[[ THE RECORDS open ]]
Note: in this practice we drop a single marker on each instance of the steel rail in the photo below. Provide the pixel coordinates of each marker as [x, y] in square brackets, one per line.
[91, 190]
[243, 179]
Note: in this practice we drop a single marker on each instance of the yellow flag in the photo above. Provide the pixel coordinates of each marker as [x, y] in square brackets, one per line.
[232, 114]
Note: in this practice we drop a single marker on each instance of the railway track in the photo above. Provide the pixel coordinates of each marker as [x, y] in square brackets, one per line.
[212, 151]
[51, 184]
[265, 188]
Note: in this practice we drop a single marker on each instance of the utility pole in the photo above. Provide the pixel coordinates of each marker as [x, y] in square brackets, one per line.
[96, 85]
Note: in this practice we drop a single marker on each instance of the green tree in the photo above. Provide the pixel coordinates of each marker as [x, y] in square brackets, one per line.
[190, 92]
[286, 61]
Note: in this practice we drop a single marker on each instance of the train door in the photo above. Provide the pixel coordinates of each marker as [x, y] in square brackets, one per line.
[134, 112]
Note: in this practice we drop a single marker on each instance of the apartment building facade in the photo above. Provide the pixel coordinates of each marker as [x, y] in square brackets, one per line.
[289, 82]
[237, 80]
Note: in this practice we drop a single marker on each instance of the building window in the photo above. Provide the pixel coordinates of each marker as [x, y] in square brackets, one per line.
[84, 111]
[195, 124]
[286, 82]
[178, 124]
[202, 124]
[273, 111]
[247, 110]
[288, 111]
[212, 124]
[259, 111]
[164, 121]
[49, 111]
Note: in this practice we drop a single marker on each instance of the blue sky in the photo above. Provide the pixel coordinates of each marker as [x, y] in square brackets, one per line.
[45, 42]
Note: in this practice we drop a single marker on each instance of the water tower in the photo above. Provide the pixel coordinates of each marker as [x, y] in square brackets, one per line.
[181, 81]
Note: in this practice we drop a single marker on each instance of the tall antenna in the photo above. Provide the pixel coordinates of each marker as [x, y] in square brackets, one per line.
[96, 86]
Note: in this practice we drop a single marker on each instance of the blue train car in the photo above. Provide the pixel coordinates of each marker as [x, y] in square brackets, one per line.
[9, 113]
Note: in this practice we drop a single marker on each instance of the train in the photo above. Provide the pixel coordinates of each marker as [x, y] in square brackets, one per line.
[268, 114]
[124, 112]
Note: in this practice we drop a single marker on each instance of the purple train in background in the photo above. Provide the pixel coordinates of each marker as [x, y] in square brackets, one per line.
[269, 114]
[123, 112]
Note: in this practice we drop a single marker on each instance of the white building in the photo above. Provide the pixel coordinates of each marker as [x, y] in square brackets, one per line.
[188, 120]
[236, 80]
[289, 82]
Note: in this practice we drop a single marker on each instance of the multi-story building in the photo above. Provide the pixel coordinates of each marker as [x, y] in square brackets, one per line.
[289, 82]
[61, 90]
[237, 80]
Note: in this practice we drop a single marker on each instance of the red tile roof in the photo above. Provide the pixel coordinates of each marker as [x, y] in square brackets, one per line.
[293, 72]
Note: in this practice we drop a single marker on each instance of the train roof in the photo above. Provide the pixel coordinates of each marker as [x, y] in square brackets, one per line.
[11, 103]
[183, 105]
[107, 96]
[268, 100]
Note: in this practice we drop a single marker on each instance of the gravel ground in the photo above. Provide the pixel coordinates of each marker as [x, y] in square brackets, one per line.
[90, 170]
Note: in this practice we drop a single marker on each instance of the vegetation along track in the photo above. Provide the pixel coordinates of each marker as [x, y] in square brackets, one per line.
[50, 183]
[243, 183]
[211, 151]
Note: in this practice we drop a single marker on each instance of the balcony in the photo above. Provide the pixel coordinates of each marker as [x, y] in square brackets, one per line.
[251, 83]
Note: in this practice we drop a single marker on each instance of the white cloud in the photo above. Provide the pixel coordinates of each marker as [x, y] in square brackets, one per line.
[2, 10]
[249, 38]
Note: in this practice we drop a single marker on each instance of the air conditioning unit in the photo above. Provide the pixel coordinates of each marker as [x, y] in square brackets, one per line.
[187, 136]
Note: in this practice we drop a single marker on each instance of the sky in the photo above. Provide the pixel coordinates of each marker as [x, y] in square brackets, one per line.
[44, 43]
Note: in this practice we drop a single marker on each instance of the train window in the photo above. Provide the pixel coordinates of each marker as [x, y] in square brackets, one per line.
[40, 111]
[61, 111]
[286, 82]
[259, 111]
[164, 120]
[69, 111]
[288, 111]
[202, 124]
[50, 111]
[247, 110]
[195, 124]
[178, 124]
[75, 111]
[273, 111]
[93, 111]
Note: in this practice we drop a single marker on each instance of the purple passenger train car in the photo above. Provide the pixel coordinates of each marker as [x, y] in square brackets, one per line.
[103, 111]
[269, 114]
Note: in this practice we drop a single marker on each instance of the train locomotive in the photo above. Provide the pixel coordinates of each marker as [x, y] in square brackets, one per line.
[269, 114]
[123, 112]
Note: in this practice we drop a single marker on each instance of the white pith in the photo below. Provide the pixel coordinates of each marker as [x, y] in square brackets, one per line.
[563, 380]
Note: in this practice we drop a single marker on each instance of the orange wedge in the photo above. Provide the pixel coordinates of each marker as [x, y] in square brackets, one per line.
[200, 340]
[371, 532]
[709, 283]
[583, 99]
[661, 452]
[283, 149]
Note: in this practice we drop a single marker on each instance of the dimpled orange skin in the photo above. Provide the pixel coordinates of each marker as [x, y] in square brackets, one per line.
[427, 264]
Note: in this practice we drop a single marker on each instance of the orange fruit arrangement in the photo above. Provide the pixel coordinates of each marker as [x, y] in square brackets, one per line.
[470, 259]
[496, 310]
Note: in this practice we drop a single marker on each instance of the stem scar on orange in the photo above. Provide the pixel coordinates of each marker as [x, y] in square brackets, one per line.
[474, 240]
[[ THE RECORDS closed ]]
**WORK TASK:** The response should consist of all the entries, transcribed exactly.

**RESULT OF THE TASK:**
Note: in this practice we drop a single marker on each instance of the steel rail in the photo below. Provide the pixel coordinates of each marker as [x, y] in square brackets, one per line.
[91, 190]
[243, 179]
Note: in this practice we drop a single marker on each instance of the yellow flag in the photo above. Provide the pixel coordinates of each marker as [x, y] in square brackets, one per line.
[232, 114]
Note: in this practice we drop a single marker on each instance of the railway track in the photo above. Provide the pixel coordinates of each marker as [x, y] in square brackets, one per line.
[212, 151]
[51, 184]
[265, 188]
Note: in this practice we drop a single marker on each instance of the utility pole in the photo above. Provide the pixel coordinates of each marker as [x, y] in square brackets, one per line.
[96, 85]
Note: in this practice we drop a single marker on each instance of the green tree in the photo above. Provide the pixel coordinates of each marker as [x, y] in square brackets, one per line.
[190, 92]
[286, 61]
Note: in this practice we drop a single marker on each instance of the train door in the photo above. Provide the pixel coordinates of each marker as [x, y] in square brackets, one per line.
[134, 112]
Note: in this practice we drop a single marker on each instance of the apartment building facade in the photo above. Provide the pixel coordinates of each marker as [x, y] in square brackets, one per line.
[289, 82]
[237, 80]
Note: in this practice we drop a single marker on each instance of the building window in the photo above. Provide the pixel coordinates of each marker as [x, y] in square brackets, one per line.
[84, 111]
[195, 124]
[286, 82]
[178, 124]
[202, 124]
[273, 111]
[247, 110]
[288, 111]
[212, 124]
[259, 111]
[164, 121]
[49, 111]
Note: in this practice we drop a single marker on each instance of the blue sky in the photo above. Provide the pixel coordinates of each marker as [x, y] in square brackets, one per line.
[45, 42]
Note: in this practice we drop a single marker on each instance of the water tower in the photo above. Provide the pixel coordinates of each marker as [x, y] in square brackets, one per line.
[181, 81]
Note: in this practice we drop a single marker on each instance of the tall antenna in the photo above. Provide the pixel coordinates of each marker as [x, y] in square brackets, one per line.
[96, 86]
Note: in this practice we drop a single marker on each instance of the blue train car in the photo above. Provide the pixel coordinates of each marker as [x, y] in square brackets, one per line.
[9, 113]
Note: in this practice we drop a single marker on each instance of the train in the photo above. Provide the pixel coordinates of each marker as [x, y] in square brackets, one per line.
[268, 114]
[124, 112]
Note: in this practice we drop a single marker on each instance of the purple train in background in the photo above. Provide the pixel coordinates of each marker as [x, y] in square brackets, one per line.
[269, 114]
[123, 112]
Note: in this practice we drop a single marker on each instance of the white building in the photo above. Provide the pixel coordinates of each marker as [x, y] in square brackets, one per line.
[188, 120]
[236, 80]
[289, 82]
Note: in this practice we drop a single marker on each instance of the multi-story building in the photo above. Provide the pixel coordinates of each marker as [x, y] in square brackets, one per line.
[289, 82]
[61, 90]
[237, 80]
Note: in this practice we drop a single marker on each instance of the red tile roof in the photo above. Provide the pixel coordinates of each marker as [x, y] in square brackets, one per line.
[293, 72]
Note: in this practice we drop a single marker on each instance of the train roof in the photo above. Provide the pixel coordinates of each marker as [x, y] in square brackets, one per line.
[11, 103]
[183, 105]
[107, 96]
[268, 100]
Note: in this practice we drop a single marker on each instance of the gravel ground in the photo above. Provide the pixel coordinates of each marker as [x, y] in square brackets, one per line.
[90, 170]
Note: in this practice we drop a single marker on each instance of the vegetation along track in the photo above. Provide the pixel coordinates of each marker as [x, y] in square brackets, one per line.
[50, 183]
[243, 183]
[211, 151]
Note: in this practice we drop a single marker on each instance of the balcony in the photo above. Provide the pixel coordinates of each marker as [x, y] in square brackets, one per line.
[251, 83]
Note: in this practice we drop a single marker on each instance of the white cloud in the photo above. Provide the pixel coordinates of each marker as [x, y] in square brackets, one per line.
[2, 10]
[249, 38]
Note: in this practice we drop a single marker on each instance of the air conditioning unit in the photo above. Provide the pixel coordinates of each marker as [x, y] in square brackets, one per line.
[187, 136]
Note: in this practice we drop a single marker on each instance of the sky in the photo above. Provide the pixel coordinates of each marker as [x, y] in square brackets, one per line.
[44, 43]
Note: in this practice we drop a single marker on each instance of the train window in the photo above. Provide the pixel coordinates of each marker as [x, y] in square brackets, one per line.
[40, 111]
[61, 111]
[286, 82]
[259, 111]
[164, 120]
[69, 111]
[288, 111]
[202, 124]
[50, 111]
[247, 110]
[195, 124]
[178, 124]
[75, 111]
[273, 111]
[93, 111]
Note: in this practice we drop a single marker on each instance of the purple passenger train car in the photo above. Provide the pixel coordinates of each marker as [x, y] in square brackets, one per line.
[103, 111]
[269, 114]
Note: in this practice we drop a single marker on each instance of the train locomotive in the photo above. Provide the pixel coordinates of each marker as [x, y] in square brackets, one per line.
[269, 114]
[123, 112]
Note: in this practice we drop a single marker on each instance of the white pith in the photo below. Provide the pixel coordinates of each marker as [x, y] in square brackets, one per line.
[563, 380]
Note: in this practice we drop a single marker on each instance of the orange wedge in the photo above. Provide the pixel coordinates of each marker as [x, y] in square brackets, one per line.
[200, 340]
[371, 532]
[709, 283]
[583, 99]
[661, 452]
[283, 149]
Note: in this practice we drop a single marker on each instance of the dimpled orange skin in the photo above. Provide the pixel coordinates of each marker as [x, y] in square brackets, one per line.
[427, 264]
Note: in this practice we drop a single marker on each instance of the orange fruit arrangement in the photo above. Provide the pixel coordinates of each marker as [x, y] in square brackets, one per line.
[470, 259]
[496, 310]
Note: in this practice we drop a single marker on each instance of the stem scar on orange in the photo above. Provide the pixel coordinates of each marker as [x, y] in square brackets, one per line.
[474, 240]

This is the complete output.